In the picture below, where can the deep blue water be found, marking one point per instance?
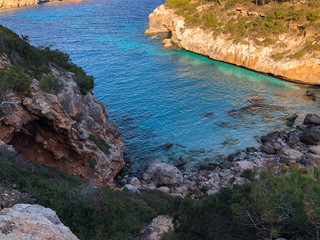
(155, 94)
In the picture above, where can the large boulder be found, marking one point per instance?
(312, 119)
(311, 136)
(25, 221)
(162, 174)
(290, 156)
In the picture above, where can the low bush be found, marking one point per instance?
(50, 84)
(284, 204)
(15, 79)
(36, 61)
(90, 213)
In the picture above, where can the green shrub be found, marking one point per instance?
(36, 61)
(15, 79)
(90, 213)
(50, 84)
(284, 204)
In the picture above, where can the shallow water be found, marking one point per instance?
(155, 94)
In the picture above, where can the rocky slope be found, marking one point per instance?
(65, 127)
(24, 221)
(246, 54)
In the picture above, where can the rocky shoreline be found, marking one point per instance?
(299, 147)
(248, 55)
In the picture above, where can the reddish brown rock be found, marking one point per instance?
(68, 129)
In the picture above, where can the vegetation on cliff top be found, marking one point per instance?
(262, 21)
(284, 204)
(90, 213)
(31, 62)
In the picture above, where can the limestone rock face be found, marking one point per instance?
(24, 221)
(162, 174)
(66, 129)
(221, 48)
(290, 156)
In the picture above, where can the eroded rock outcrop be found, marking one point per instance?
(67, 129)
(55, 121)
(24, 221)
(248, 55)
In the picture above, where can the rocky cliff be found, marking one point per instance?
(55, 120)
(246, 53)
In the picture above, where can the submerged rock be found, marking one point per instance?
(311, 94)
(311, 136)
(290, 156)
(256, 99)
(240, 166)
(312, 119)
(169, 144)
(207, 115)
(255, 109)
(235, 113)
(162, 174)
(181, 161)
(25, 221)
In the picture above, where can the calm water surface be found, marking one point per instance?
(155, 94)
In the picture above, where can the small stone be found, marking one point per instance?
(176, 195)
(225, 173)
(311, 94)
(131, 189)
(256, 99)
(311, 136)
(212, 191)
(290, 156)
(240, 166)
(225, 165)
(135, 182)
(164, 189)
(181, 161)
(312, 119)
(162, 174)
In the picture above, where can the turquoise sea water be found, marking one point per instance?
(155, 94)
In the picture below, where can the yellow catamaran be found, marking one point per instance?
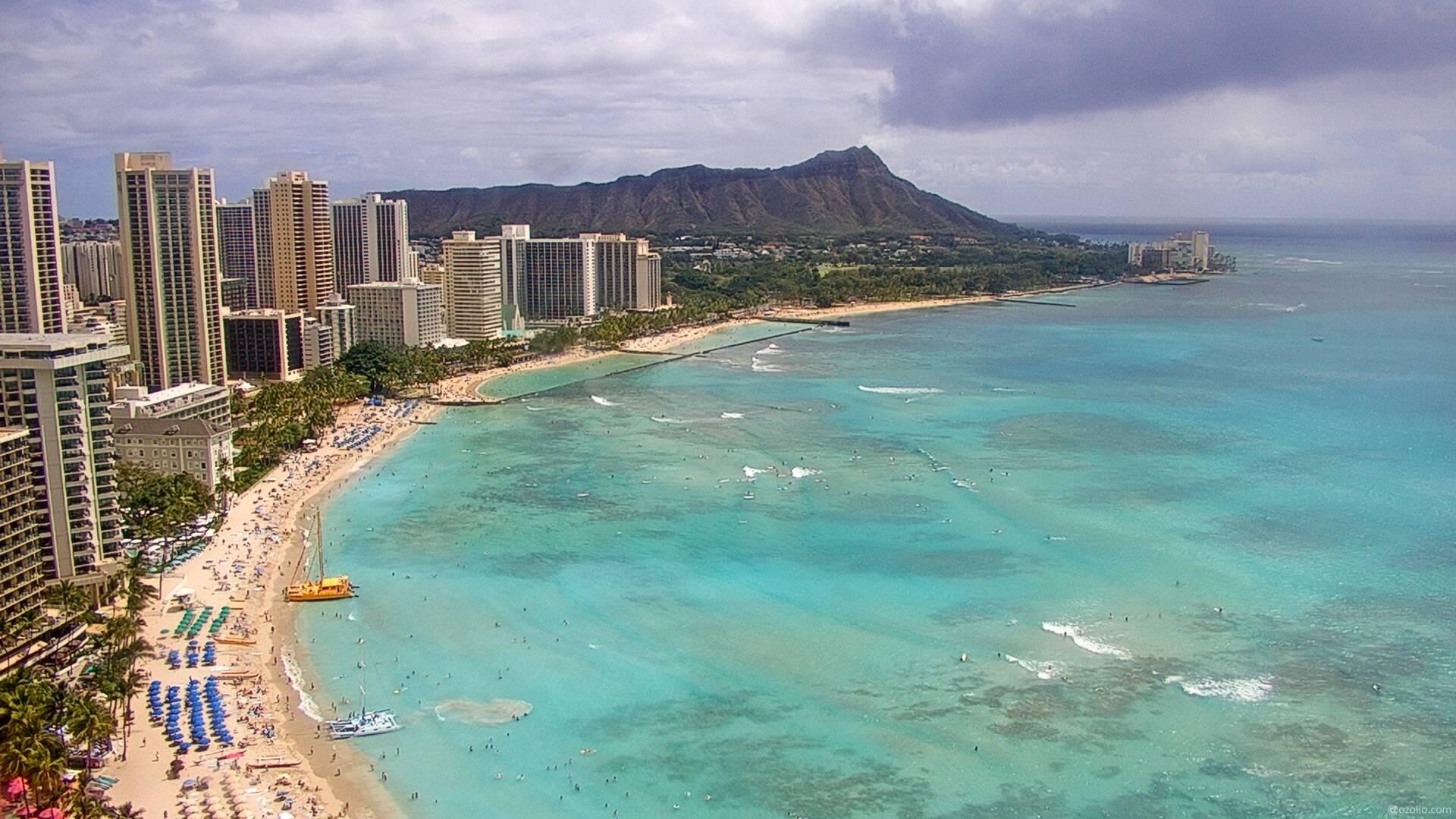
(318, 588)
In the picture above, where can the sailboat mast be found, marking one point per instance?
(318, 538)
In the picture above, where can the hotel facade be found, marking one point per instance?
(172, 273)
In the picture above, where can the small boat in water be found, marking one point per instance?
(364, 723)
(321, 588)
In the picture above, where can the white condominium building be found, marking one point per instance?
(22, 539)
(235, 226)
(207, 401)
(340, 316)
(57, 388)
(172, 270)
(472, 286)
(398, 314)
(372, 241)
(92, 267)
(629, 276)
(31, 297)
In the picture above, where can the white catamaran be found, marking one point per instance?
(364, 722)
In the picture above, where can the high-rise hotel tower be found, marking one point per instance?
(172, 271)
(294, 242)
(30, 248)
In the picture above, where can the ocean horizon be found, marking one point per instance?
(1172, 551)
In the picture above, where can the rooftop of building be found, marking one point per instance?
(193, 428)
(52, 341)
(187, 390)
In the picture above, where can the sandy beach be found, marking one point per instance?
(246, 566)
(466, 388)
(840, 311)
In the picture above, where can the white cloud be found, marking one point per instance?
(378, 95)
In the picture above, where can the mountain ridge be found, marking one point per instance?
(835, 193)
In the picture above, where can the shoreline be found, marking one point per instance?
(246, 566)
(287, 493)
(466, 388)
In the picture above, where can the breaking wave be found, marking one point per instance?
(1302, 260)
(1084, 642)
(1250, 689)
(1269, 306)
(900, 390)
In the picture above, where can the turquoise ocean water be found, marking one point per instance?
(753, 573)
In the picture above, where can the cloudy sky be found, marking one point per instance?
(1241, 108)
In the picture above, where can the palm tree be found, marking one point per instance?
(126, 811)
(88, 722)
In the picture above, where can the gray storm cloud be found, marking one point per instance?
(1012, 61)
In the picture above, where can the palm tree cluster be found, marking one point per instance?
(280, 416)
(49, 725)
(615, 328)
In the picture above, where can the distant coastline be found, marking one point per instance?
(469, 388)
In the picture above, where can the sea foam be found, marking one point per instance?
(1302, 260)
(1084, 642)
(900, 390)
(1248, 689)
(294, 675)
(1046, 670)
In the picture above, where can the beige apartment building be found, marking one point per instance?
(372, 241)
(193, 447)
(31, 297)
(172, 273)
(472, 286)
(92, 267)
(294, 242)
(629, 275)
(20, 535)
------------------------------
Revise the items from the line containing "In the picture above, where can the breaking" up to and including the last line of the items, changing "beige" to "tan" and keeping everything else the same.

In the picture above, where can the breaking wave be found, marking one point per instance?
(1302, 260)
(1084, 642)
(1250, 689)
(1269, 306)
(900, 390)
In the picture above, where can the turquoise ocean water be found, marking one point per instance?
(753, 573)
In the picture above, where can the cloudy sky be found, marking one point per instance?
(1241, 108)
In the picture above, where can the palm tree be found, marking one point per instance?
(126, 811)
(88, 722)
In the picture above, where can the gray storm cloud be found, marking one point per instance?
(1012, 61)
In the picture above, where can the palm tree cluster be found, marking one point per instance?
(280, 416)
(49, 725)
(615, 328)
In the picture above, where can the distant coastline be found, marking one point per instance?
(469, 388)
In the picture above, where can the sea foam be found, marking one point per instance?
(1302, 260)
(1084, 642)
(900, 390)
(1248, 689)
(294, 675)
(1046, 670)
In the picture above, where can the tan apartment building be found, marking one point per instance?
(372, 241)
(193, 447)
(31, 297)
(172, 273)
(472, 286)
(92, 267)
(294, 242)
(629, 275)
(20, 535)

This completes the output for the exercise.